## Dataset extract
..........

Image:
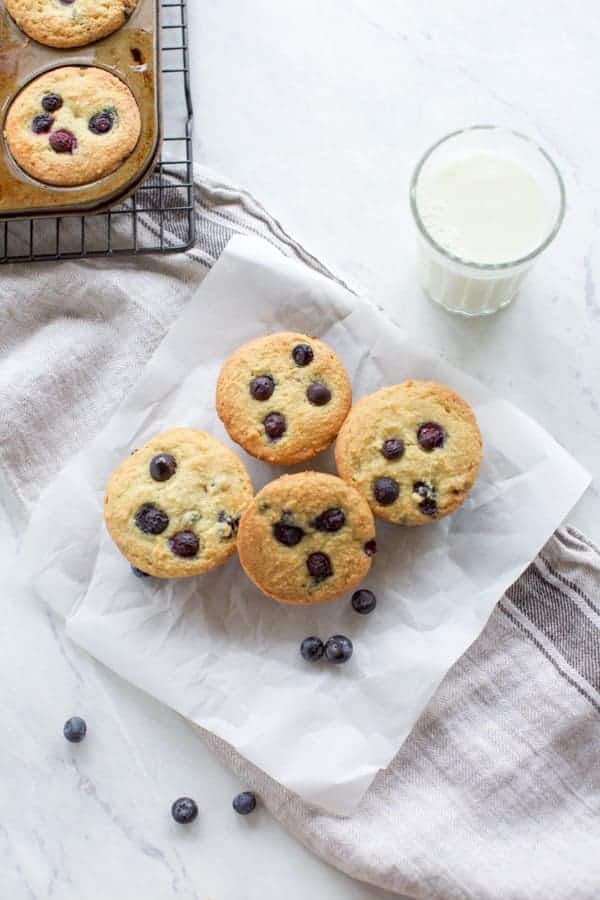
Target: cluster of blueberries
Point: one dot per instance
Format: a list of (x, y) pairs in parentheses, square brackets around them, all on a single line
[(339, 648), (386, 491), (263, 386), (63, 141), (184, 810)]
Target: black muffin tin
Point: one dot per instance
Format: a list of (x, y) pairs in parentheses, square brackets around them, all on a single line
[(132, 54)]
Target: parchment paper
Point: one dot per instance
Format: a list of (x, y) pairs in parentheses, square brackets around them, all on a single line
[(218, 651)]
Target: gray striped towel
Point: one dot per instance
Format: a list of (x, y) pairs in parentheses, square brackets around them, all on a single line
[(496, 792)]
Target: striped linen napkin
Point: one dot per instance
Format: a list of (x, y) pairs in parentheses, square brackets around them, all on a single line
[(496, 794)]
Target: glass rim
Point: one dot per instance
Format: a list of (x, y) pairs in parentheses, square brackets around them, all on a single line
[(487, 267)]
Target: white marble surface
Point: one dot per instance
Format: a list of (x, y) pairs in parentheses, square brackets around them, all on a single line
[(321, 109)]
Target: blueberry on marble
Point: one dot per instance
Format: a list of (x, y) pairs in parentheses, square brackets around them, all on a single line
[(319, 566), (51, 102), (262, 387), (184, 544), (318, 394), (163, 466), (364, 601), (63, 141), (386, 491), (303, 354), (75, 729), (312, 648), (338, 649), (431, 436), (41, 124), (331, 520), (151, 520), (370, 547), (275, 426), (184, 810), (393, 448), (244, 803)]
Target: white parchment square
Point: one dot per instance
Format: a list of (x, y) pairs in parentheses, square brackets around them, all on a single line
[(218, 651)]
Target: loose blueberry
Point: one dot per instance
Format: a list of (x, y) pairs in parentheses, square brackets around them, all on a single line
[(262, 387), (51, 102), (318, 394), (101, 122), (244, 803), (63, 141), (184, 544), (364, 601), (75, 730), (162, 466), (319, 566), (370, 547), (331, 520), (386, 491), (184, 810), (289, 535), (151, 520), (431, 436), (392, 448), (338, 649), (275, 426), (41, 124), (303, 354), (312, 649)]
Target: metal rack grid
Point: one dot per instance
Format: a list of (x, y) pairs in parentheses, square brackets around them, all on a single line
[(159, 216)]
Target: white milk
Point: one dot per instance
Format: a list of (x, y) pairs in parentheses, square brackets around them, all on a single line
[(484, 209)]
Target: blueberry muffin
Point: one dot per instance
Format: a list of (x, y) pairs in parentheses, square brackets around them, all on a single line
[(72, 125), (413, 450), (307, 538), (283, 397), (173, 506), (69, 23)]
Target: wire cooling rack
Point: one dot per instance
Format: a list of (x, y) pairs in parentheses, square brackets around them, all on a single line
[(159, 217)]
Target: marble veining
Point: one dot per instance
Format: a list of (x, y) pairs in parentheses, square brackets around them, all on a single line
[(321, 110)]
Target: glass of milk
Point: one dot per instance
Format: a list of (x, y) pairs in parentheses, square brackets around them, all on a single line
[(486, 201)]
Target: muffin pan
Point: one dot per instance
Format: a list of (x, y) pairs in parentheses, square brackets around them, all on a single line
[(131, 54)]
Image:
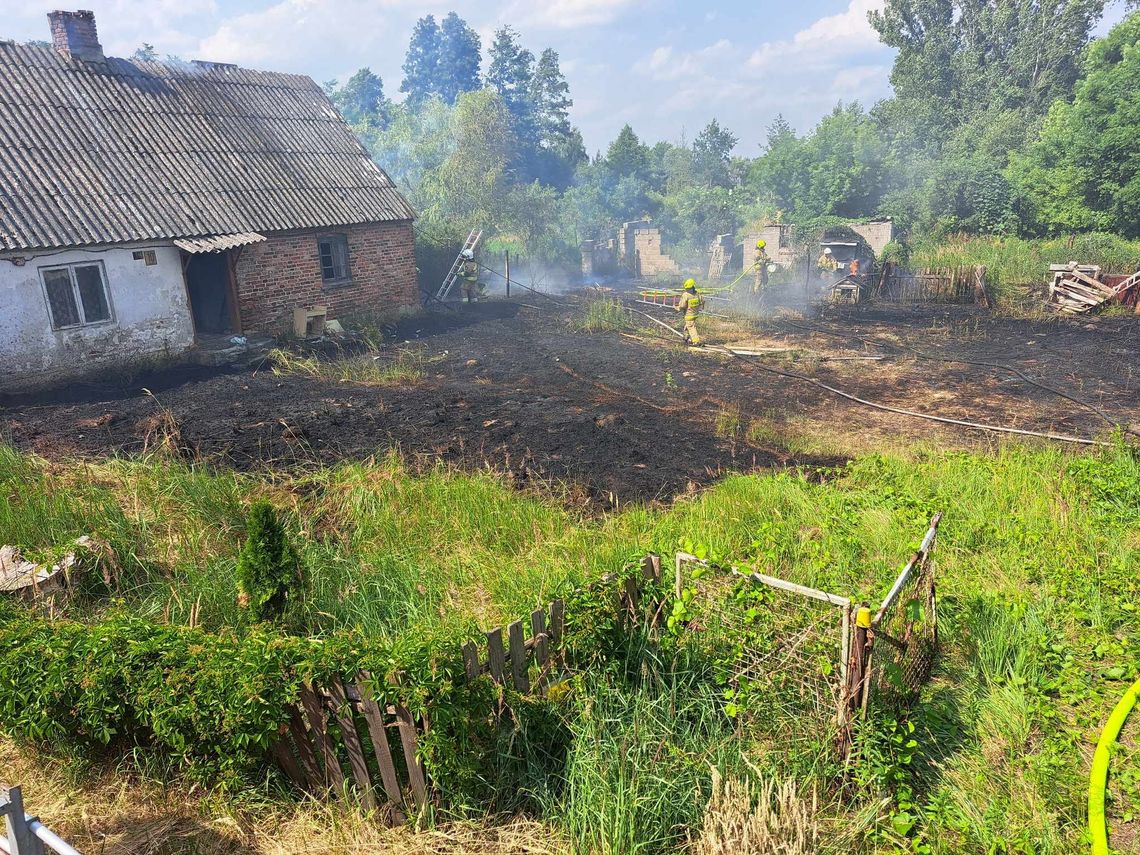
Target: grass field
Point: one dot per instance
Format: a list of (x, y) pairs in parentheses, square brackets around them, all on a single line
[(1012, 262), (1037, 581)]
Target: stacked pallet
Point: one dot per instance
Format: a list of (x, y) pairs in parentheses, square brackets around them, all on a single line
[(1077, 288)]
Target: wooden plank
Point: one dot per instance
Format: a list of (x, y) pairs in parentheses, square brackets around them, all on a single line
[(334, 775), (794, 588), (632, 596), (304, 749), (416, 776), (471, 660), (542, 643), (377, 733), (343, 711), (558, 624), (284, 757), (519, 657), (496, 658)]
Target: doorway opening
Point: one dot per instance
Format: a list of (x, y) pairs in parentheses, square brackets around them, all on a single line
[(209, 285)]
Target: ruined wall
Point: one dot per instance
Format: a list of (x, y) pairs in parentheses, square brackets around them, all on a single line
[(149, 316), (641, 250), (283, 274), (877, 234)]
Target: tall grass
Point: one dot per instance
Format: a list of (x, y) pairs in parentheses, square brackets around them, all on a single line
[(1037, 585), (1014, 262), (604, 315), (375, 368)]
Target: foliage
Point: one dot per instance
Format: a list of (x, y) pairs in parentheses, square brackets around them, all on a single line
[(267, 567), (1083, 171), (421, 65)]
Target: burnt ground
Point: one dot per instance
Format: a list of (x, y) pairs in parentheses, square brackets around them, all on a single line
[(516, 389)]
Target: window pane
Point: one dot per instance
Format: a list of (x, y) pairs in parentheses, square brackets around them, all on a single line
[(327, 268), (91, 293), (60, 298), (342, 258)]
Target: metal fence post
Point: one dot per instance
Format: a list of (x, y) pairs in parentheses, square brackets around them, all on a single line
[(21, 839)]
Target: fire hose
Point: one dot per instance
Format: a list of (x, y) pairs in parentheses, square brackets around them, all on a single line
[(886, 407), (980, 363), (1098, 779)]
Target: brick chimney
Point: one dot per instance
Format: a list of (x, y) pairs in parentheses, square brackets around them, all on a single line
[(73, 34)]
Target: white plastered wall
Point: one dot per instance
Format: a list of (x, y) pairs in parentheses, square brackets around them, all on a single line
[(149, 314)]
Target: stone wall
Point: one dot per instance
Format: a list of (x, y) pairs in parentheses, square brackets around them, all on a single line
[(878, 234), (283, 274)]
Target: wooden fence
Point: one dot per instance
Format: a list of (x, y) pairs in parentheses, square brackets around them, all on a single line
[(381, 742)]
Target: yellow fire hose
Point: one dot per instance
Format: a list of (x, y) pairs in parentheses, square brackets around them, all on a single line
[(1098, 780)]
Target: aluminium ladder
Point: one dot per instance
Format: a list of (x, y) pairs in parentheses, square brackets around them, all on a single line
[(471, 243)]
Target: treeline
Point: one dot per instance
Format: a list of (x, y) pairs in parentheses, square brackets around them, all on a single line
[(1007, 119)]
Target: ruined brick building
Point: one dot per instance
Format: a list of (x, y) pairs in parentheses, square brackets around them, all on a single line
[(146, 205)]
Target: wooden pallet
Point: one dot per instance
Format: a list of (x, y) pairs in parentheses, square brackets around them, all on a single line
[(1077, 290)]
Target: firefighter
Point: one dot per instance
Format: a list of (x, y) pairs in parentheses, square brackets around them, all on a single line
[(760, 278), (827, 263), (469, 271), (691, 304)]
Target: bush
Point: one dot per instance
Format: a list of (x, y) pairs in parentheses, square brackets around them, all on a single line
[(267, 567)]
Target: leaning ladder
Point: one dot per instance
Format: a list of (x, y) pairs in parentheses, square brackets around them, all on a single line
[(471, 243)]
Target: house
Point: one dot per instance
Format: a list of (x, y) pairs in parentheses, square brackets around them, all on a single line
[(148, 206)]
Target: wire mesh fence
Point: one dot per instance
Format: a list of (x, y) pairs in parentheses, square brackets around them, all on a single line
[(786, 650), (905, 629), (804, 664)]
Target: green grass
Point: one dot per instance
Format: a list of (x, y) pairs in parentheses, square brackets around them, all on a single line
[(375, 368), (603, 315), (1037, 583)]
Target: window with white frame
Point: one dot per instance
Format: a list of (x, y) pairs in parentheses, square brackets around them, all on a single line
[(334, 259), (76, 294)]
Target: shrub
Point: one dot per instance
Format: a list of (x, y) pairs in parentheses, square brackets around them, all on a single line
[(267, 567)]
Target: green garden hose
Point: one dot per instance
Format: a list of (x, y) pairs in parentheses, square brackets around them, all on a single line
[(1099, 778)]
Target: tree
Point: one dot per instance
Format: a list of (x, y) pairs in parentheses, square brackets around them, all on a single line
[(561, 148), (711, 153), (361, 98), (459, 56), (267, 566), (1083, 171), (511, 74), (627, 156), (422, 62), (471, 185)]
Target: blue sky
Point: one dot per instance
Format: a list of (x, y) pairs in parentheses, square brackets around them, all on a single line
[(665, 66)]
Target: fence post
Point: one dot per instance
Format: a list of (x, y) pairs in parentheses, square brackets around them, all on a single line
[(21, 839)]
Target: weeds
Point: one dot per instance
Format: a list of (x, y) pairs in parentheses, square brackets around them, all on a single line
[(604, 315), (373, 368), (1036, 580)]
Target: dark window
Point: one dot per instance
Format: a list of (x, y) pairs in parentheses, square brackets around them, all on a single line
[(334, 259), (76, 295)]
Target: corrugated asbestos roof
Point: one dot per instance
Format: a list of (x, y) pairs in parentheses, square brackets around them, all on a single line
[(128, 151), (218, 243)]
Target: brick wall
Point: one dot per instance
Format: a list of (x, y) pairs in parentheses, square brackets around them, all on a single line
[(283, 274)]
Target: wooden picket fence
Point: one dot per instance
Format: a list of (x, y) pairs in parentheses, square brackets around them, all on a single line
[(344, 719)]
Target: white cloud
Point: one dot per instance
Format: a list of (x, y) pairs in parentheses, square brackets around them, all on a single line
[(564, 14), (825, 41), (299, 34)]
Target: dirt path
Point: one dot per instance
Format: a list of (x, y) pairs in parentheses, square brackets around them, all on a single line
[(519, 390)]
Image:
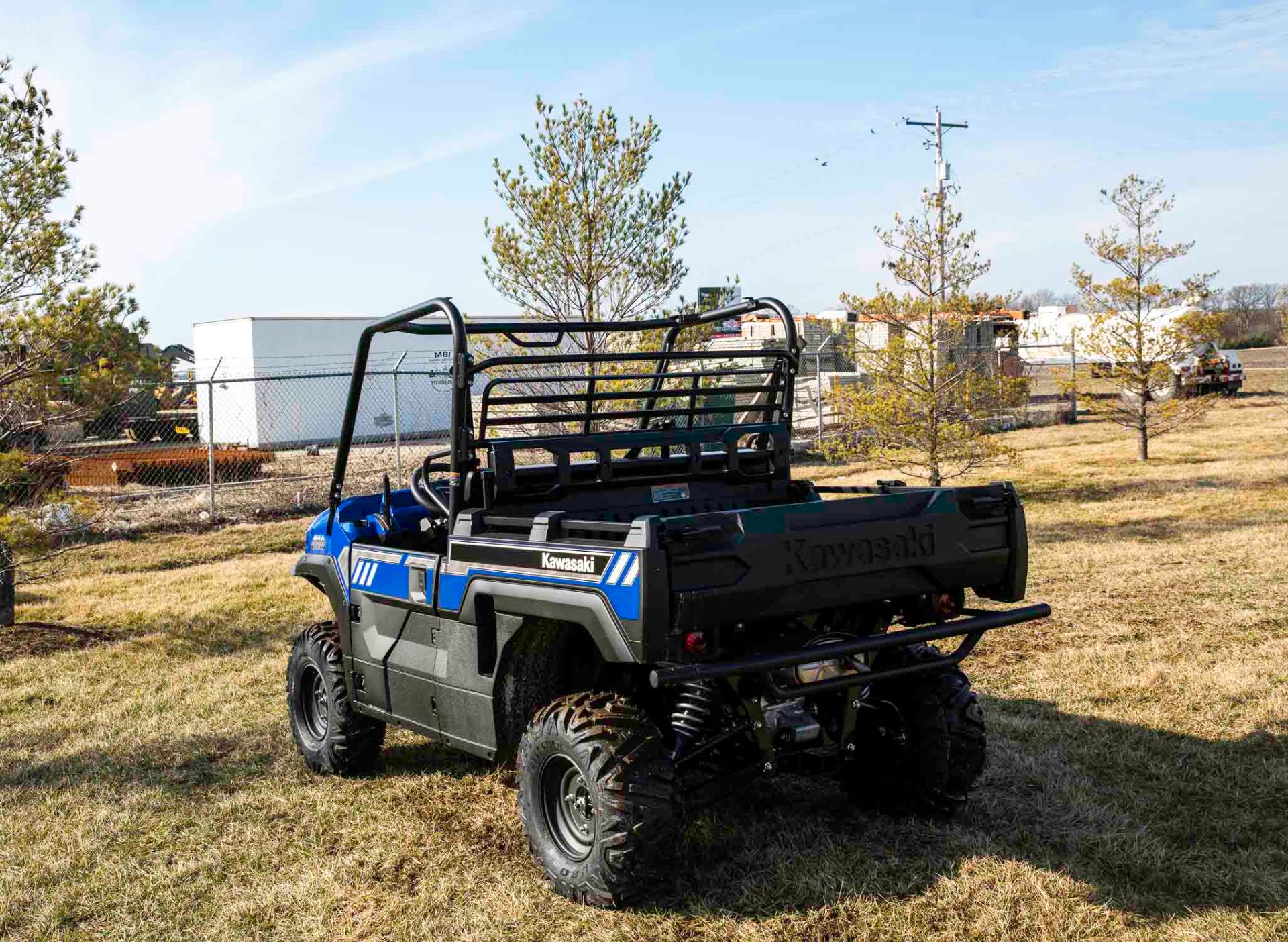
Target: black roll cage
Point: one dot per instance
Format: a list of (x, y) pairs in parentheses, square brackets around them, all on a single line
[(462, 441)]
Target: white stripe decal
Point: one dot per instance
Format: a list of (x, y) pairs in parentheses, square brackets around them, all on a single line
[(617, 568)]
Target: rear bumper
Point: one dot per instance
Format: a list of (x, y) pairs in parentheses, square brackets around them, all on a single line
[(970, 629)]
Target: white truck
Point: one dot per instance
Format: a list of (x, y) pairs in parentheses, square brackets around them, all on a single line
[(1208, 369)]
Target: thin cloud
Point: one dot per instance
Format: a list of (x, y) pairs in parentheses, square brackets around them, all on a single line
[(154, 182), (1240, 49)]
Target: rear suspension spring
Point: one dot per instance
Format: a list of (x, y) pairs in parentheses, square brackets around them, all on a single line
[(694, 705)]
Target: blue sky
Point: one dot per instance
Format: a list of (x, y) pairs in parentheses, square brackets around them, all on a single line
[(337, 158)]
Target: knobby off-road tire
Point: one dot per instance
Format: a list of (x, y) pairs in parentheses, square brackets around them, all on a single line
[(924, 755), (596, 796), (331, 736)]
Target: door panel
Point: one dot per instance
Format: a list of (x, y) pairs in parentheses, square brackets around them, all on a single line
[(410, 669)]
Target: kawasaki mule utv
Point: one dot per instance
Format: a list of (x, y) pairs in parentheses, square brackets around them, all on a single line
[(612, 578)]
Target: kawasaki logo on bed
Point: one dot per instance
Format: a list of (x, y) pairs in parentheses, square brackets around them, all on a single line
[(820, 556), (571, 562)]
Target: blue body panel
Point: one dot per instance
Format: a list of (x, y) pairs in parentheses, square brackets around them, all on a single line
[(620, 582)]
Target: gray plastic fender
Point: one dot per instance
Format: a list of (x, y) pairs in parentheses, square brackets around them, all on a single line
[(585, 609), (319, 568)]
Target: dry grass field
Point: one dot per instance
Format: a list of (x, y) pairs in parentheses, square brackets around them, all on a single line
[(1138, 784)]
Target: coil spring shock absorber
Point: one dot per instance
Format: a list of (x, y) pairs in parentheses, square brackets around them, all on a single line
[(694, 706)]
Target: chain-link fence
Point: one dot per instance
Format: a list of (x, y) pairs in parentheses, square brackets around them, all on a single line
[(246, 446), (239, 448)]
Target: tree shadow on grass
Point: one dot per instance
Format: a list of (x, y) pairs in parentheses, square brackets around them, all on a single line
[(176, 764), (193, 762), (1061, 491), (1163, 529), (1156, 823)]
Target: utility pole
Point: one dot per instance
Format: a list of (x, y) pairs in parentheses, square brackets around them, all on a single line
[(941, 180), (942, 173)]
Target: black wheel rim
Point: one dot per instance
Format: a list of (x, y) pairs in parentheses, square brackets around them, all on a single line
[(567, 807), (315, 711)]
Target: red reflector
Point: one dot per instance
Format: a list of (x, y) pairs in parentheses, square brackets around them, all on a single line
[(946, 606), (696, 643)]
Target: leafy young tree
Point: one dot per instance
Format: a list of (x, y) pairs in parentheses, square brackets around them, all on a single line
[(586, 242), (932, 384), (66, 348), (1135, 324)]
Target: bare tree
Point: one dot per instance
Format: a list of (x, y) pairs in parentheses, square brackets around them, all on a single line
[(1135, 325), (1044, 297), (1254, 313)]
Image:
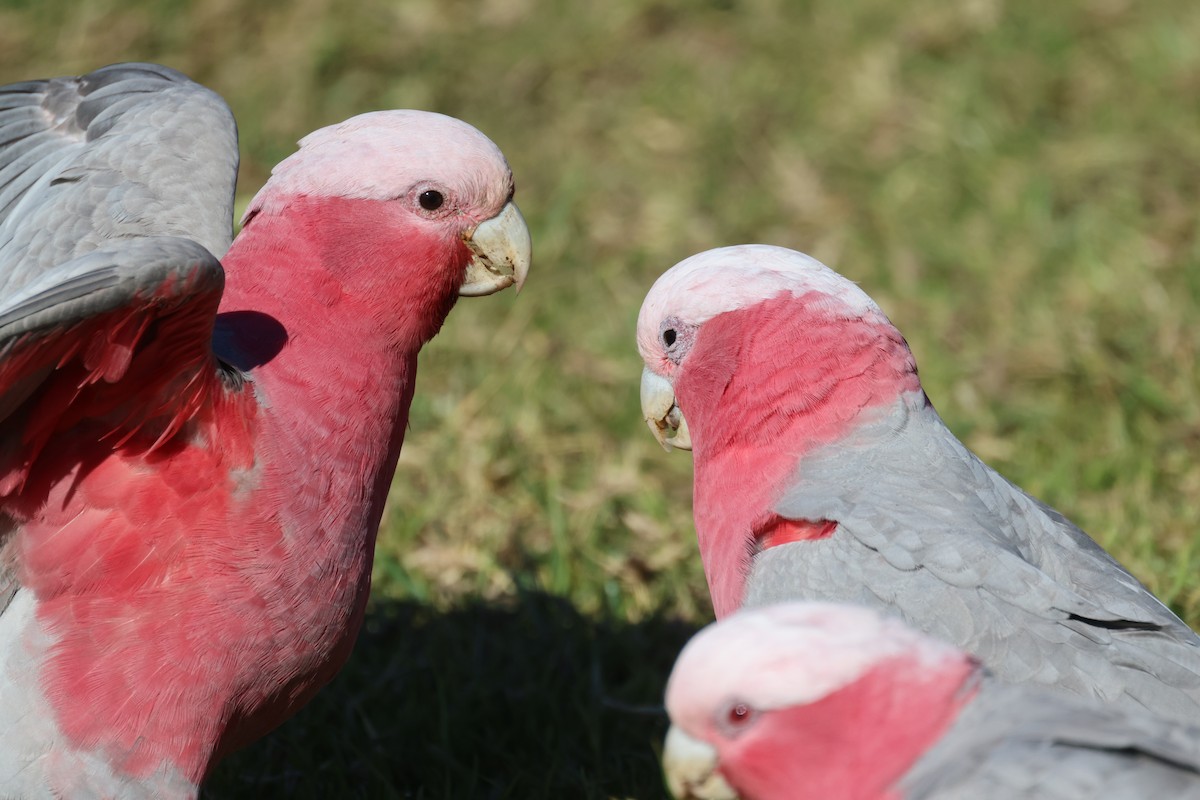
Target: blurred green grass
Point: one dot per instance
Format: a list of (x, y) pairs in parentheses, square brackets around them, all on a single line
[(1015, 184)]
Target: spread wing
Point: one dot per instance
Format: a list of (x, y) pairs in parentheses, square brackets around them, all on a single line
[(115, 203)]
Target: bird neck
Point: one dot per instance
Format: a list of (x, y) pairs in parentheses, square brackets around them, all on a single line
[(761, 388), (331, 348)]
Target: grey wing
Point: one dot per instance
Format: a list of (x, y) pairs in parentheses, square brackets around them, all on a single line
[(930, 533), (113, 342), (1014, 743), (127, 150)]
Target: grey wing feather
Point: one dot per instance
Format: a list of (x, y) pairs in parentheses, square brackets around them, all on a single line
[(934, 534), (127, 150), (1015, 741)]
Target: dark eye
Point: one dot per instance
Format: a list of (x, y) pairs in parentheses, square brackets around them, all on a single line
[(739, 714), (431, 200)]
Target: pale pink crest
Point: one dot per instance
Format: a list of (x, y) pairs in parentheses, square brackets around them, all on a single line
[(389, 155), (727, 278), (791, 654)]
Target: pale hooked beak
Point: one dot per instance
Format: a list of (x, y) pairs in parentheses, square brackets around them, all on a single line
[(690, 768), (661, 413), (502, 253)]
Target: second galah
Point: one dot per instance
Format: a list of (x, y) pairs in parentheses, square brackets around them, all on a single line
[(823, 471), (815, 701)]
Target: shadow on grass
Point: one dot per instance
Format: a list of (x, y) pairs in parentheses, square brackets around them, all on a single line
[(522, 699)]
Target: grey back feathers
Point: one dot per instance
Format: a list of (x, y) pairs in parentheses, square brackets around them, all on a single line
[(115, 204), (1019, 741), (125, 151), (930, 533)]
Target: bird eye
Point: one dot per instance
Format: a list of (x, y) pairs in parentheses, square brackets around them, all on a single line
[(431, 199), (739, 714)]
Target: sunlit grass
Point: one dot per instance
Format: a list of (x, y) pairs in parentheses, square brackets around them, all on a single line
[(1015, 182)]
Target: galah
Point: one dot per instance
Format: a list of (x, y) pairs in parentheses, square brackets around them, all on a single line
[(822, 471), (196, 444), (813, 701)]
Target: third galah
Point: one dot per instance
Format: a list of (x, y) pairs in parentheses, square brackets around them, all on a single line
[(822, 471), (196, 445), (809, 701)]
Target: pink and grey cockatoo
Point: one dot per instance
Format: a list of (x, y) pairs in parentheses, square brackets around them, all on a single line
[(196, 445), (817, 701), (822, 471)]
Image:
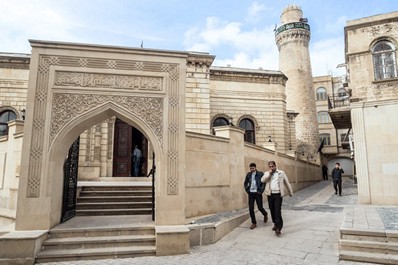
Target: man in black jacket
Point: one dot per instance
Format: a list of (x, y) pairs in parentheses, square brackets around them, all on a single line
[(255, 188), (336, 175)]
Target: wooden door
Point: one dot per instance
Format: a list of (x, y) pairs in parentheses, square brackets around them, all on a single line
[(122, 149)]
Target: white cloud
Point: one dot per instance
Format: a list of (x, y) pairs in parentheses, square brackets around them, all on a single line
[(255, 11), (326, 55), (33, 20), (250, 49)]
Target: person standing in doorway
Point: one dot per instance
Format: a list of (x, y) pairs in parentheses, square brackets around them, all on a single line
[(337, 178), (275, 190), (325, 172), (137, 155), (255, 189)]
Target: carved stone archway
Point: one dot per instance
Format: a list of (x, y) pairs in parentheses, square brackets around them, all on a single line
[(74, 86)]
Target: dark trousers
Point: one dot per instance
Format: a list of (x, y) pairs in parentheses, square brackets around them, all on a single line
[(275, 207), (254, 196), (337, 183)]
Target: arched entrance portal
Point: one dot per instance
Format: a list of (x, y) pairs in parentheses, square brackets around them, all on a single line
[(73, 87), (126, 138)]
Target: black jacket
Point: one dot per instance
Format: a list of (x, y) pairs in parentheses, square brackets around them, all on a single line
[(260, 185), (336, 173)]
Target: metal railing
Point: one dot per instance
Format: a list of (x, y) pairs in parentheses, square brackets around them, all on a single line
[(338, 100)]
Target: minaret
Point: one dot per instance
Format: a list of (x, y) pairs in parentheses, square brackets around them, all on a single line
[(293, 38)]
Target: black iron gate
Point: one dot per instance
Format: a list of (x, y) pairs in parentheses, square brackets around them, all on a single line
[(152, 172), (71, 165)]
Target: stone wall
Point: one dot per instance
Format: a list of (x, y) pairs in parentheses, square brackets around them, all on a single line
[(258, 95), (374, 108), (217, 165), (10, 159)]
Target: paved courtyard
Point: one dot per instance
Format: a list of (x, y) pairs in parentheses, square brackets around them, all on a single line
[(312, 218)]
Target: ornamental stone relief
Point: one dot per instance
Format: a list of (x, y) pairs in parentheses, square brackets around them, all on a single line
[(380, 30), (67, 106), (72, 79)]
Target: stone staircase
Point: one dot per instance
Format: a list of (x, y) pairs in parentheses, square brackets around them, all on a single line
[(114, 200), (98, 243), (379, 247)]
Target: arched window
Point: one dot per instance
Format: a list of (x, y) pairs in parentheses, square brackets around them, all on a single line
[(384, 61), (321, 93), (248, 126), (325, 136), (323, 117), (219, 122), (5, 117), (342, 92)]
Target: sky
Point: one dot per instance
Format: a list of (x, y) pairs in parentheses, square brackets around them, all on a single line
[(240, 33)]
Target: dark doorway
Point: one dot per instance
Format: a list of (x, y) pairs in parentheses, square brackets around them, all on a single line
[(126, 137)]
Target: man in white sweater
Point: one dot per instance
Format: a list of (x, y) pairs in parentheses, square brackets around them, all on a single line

..........

## Goal
Write out every line of the listing from the one containing "Target: tree shadow on grass" down to the one containing "[(941, 180), (942, 173)]", both included, reproducing each line without change.

## Answer to the exercise
Target: tree shadow on grass
Point: one dot per instance
Format: a list of (x, y) pairs in parentheses, square brackets around them, all on a single line
[(176, 764), (193, 762), (1061, 491), (1163, 529), (1156, 823)]
Target: utility pole
Point: one dot per instance
Format: a list of (x, y) pairs in parentheses, square brackets around them, all on a single line
[(941, 180), (942, 173)]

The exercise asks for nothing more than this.